_Task_
The lines from the top of the records below through the one containing "point at the tune knob" are to be transcribed exactly, and nothing else is to be added.

#####

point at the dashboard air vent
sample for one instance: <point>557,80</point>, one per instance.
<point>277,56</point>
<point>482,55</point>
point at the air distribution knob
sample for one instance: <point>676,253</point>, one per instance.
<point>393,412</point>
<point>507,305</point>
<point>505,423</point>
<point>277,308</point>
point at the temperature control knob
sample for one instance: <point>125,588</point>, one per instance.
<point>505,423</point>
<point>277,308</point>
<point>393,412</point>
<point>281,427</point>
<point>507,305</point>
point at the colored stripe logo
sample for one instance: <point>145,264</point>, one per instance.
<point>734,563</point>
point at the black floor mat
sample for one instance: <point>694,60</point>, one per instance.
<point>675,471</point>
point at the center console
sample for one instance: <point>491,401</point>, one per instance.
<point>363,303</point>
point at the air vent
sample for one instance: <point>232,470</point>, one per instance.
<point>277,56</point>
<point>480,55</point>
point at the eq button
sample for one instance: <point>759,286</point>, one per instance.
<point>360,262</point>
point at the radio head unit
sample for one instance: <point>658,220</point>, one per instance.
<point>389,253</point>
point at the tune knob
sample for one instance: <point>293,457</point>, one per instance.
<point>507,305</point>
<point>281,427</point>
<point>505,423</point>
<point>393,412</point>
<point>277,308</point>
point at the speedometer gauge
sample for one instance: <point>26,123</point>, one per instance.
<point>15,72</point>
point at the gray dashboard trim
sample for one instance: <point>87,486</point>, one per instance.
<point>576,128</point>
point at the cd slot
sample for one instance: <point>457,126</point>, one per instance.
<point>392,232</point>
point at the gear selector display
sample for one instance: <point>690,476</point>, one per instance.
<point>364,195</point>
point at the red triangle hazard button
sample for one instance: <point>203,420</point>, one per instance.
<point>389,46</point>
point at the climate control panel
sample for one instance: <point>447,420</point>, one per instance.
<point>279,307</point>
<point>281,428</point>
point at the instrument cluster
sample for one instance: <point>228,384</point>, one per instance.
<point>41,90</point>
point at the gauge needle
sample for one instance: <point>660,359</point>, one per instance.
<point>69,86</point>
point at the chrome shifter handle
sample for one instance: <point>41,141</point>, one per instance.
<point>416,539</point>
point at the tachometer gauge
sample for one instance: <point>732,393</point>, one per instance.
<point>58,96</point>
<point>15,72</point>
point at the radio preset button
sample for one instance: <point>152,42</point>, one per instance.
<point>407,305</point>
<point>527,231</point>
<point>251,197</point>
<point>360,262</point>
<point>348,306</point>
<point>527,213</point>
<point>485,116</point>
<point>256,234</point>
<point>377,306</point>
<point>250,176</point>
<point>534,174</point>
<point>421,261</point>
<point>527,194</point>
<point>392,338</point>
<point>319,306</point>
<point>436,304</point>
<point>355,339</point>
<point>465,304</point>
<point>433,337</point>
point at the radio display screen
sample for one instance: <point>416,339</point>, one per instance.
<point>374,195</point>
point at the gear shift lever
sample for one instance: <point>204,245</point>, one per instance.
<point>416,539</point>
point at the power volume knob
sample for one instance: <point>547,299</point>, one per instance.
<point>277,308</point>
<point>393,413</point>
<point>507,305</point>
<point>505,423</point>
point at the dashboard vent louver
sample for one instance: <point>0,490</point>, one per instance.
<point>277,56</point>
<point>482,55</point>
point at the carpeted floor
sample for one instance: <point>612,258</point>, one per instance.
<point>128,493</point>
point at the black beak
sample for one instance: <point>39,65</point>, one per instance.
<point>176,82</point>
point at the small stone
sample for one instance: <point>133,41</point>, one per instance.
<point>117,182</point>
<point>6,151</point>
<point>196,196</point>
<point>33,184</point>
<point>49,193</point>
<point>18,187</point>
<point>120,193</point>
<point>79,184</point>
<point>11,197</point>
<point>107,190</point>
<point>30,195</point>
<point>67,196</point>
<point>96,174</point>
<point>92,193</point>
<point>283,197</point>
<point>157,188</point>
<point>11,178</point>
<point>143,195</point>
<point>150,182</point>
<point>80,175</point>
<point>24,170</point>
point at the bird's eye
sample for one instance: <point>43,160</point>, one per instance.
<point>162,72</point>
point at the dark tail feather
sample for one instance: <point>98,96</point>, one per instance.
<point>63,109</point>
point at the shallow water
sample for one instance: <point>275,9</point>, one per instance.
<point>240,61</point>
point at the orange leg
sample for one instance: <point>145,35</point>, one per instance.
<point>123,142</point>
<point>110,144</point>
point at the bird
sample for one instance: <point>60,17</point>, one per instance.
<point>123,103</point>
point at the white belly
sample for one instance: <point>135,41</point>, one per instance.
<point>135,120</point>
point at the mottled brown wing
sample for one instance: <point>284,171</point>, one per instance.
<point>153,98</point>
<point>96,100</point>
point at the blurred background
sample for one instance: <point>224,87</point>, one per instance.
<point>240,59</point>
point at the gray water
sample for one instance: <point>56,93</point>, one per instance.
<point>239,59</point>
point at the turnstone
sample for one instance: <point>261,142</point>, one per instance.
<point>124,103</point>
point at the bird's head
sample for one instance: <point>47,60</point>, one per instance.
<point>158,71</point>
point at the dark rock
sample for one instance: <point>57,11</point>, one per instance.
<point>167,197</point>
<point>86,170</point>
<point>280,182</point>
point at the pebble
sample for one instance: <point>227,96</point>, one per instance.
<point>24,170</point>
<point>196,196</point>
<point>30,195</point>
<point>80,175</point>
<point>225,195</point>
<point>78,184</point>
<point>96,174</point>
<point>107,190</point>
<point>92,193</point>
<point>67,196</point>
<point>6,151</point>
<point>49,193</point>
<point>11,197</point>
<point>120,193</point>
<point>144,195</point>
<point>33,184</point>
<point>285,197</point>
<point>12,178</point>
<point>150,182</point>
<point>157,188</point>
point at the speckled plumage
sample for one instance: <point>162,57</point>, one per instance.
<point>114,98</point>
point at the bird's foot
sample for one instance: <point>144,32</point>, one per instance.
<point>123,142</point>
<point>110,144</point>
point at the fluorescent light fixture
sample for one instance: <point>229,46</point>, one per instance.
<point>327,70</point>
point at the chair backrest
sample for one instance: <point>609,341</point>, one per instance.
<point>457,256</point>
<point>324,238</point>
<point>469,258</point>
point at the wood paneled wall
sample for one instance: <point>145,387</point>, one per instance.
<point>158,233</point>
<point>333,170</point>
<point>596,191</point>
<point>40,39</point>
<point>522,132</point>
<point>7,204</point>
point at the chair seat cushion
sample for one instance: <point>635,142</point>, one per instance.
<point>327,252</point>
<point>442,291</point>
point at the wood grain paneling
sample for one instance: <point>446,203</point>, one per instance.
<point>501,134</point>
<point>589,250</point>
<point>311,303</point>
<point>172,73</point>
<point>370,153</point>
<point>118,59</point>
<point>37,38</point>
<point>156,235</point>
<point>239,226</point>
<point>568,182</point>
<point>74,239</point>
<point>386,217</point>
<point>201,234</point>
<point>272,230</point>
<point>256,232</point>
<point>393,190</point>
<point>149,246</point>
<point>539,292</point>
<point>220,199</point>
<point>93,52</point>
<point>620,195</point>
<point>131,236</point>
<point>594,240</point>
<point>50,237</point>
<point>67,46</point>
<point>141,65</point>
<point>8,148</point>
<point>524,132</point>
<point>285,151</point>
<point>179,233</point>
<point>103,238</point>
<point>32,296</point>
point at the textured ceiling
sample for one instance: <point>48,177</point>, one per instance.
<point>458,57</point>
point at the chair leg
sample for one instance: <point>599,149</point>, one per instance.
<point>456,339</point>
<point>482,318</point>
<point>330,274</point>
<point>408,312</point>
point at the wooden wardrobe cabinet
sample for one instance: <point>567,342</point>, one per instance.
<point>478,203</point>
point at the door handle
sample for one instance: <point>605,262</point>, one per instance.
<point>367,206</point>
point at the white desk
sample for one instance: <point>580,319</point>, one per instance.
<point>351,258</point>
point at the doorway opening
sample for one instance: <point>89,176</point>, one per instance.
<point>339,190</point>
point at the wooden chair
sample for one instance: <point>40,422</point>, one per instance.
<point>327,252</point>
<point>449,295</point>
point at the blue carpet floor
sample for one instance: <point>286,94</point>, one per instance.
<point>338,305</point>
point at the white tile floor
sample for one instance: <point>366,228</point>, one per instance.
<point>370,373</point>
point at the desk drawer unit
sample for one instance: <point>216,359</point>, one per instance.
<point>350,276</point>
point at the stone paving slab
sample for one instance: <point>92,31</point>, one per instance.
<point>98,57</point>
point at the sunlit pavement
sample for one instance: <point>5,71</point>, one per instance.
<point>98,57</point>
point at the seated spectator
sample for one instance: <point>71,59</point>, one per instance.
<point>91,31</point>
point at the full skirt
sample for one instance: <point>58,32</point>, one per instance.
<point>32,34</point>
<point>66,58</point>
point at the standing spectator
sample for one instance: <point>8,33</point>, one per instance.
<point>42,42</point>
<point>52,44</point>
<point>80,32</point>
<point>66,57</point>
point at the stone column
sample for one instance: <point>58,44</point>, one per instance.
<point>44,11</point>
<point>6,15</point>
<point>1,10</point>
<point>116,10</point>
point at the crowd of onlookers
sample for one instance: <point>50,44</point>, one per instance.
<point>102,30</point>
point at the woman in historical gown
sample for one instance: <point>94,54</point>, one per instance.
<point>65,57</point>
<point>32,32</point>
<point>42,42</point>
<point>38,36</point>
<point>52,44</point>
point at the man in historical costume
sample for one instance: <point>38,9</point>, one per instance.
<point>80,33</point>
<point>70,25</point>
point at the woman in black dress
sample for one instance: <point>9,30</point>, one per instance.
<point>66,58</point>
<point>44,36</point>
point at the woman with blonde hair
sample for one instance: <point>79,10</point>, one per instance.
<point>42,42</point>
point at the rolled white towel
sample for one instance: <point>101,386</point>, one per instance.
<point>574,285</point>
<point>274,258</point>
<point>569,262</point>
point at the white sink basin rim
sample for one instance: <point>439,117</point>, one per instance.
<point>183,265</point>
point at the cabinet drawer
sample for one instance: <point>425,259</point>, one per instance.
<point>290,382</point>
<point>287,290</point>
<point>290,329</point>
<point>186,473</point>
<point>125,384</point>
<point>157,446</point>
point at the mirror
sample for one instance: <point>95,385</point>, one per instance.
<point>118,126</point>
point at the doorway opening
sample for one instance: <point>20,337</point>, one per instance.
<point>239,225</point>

#####

_Answer to this problem_
point at the dashboard air vent
sample for one instance: <point>557,80</point>, one per instance.
<point>277,56</point>
<point>482,55</point>
point at the air distribution knob
sample for one instance: <point>676,253</point>, one per instance.
<point>393,412</point>
<point>507,305</point>
<point>505,423</point>
<point>277,308</point>
point at the temperature control knob
sample for one instance: <point>125,588</point>, one per instance.
<point>505,423</point>
<point>277,308</point>
<point>393,412</point>
<point>281,427</point>
<point>507,305</point>
point at the colored stripe logo
sample for one instance: <point>145,264</point>, one per instance.
<point>734,563</point>
point at the black floor mat
sample for one instance: <point>694,60</point>, one per instance.
<point>675,471</point>
point at the center console
sample for one instance: <point>491,401</point>, one per instance.
<point>363,303</point>
point at the air vent
sample for one instance: <point>232,470</point>, one per instance.
<point>277,56</point>
<point>480,55</point>
point at the eq button
sample for one instance: <point>759,286</point>, one per instance.
<point>360,262</point>
point at the radio head unit
sample for one instance: <point>658,220</point>, one per instance.
<point>389,253</point>
point at the tune knob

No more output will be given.